Te vas de allí con varias recomendaciones: deporte moderado, cero azúcar, cero café, cero tabaco, reducción considerable de harinas y alcohol, y lavarte únicamente con agua, sin ningún tipo de gel especial ni jabón. En la oficina te preguntan por qué ahora siempre te organizas y llevas táper, y les dices que tienes un problema de intolerancias recién diagnosticado porque te da vergüenza reconocer que tu chichi huele mal. De hecho, has pasado tanto tiempo así que piensas que ya toda la oficina sabe que tu chichi huele mal. Es un pensamiento irracional. A veces piensas que se te está yendo la perola. Te has olisqueado muchas veces el pantalón y no huele fatal, pero ese olor está tatuado en tus fosas nasales y piensas que todo el mundo sabe que tu flujo es raro y apestoso. Llevas meses sin follar. Hay días en que te has llegado a preguntar si no estarías obsesionada y el problema estaba en tu cabeza, ignorando el picor y escozor con el que convivías diariamente, sin darte siquiera esa legitimidad.

Tener cándidas o vaginosis bacteriana es enfrentarte a un sistema médico que te juzga y  te exige encontrar tú misma la solución

Un mes después de tu dieta superrestrictiva, tras cocinarte un montón y centrarte verdaderamente en solucionar el problema ―aunque te cueste muchísimo tiempo y el deporte, sobre todo al principio, te haya dado ganas de vomitar― tu vagina vuelve a la normalidad. Piensas que es temporal como las otras veces que has probado curas mágicas, pero no. Cuando vuelves a tu ginecóloga privada, le llevas unos dátiles ecológicos sin azúcares añadidos como agradecimiento por su labor. Se alegra de que el cambio de dieta y hábitos hayan funcionado y te sonríe diciendo: “A veces sólo hace falta parar y centrarse en lo que es importante de verdad”.

*Enunciado*.
Continúa el texto sobre las cándidas y la vaginosis bacteriana a partir de su última frase.

*Datos de origen*.
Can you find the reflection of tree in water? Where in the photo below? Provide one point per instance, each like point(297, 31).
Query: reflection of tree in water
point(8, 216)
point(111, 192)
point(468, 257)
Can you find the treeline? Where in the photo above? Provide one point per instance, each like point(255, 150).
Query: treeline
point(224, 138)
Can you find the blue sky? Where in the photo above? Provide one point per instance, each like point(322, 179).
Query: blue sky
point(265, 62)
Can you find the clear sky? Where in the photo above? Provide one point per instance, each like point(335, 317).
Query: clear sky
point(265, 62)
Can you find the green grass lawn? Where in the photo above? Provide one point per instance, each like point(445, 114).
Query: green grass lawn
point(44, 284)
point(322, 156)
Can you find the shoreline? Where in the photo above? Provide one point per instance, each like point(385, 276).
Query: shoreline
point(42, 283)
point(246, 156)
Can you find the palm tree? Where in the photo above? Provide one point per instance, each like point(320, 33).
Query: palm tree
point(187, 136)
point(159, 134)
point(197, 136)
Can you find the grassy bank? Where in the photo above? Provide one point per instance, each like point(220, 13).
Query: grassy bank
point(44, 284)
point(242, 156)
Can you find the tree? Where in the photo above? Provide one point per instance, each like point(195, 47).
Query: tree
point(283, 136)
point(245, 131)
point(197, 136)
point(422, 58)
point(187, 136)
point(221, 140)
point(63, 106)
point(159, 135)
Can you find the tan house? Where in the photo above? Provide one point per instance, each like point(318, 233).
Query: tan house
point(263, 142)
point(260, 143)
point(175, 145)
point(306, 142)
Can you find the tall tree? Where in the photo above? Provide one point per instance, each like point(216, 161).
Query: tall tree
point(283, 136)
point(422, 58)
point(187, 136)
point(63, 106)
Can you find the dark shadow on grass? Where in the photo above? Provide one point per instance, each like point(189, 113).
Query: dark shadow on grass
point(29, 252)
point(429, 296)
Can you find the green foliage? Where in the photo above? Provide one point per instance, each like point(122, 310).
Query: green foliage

*Respuesta*.
Parar y centrarse en lo que es importante de verdad. Parar y centrarse en lo que es importante de verdad: el cuerpo, tu salud. Lo único que tienes, que tenemos, que somos. Cuidar aquello esencial que relegamos en el listado de tareas que componen el trajín diario, eso es.

Tu historia es la de Flor, la de Ana, la de María, la de Luz, la de Ander, la de Leticia, la de Jon, la de muchas personas que pertenecemos o hemos pertenecido a la tribu del coño estropeado. “Sí, tíe, a mí también me ha pasado”. Según la Pussypedia, hasta el 70-75% de las personas con coño padecerán una infección por hongos en algún momento de su vida. Este porcentaje se dispara si metemos en la ecuación ejes de opresión como el racismo y la pobreza.

Tener cándidas o vaginosis bacteriana es enfrentarte a un sistema médico que juzga tu orientación sexual y tus prácticas sexuales (sin ser siquiera ninguna de ellas una infección de transmisión sexual) y es toparte con un discurso new age que enseguida te responsabiliza del poder que tienes para curarte de una enfermedad física si atiendes a lo emocional. Veladamente te exigen “si no encuentras la solución, el problema eres tú, que no haces lo suficiente para estar bien”, y se quedan tan a gusto con semejante afirmación.

La solución a las incomodidades que afectan a les compañeres de la tribu del coño estropeado no es acudir a una ginecóloga privada y cambiar de dieta. La solución depende de lo que te está pasando a ti en particular. Puede tener un origen multicausal y precisa de un tratamiento personalizado. La solución está en que tengas derecho a una asistencia sanitaria pública de calidad sin tiempos de espera insoportables, que no te juzguen, que no te agredan diciéndote que te gastes doscientos euros mensuales en terapia por si se trata de algo que has somatizado (como si nos lo pudiéramos permitir).

La solución está en poner la mirada en lo macro, en lo estructural y social, en qué está pasando para que las enfermedades autoinmunes y las intolerancias se estén disparando en la población. La solución está en hacer frente al problema de contaminación ambiental que vivimos en ciudades como Madrid. La solución está en colectivizar los malestares y buscar herramientas que podamos socializar, en que nos empoderemos como enfermas soberanas de nuestros cuerpos. La solución está en que tengamos tiempo para descansar y alimentarnos bien. La solución reside en cambiar los ritmos frenéticos que llevamos como sociedad, que no nos permiten siquiera parar cuando el cuerpo nos está gritando auxilio.

No dejes que tu historia sea un tabú.
El problema de tu vagina no es sólo tuyo.
¡Bienvenides a nuestra tribu del coño estropeado!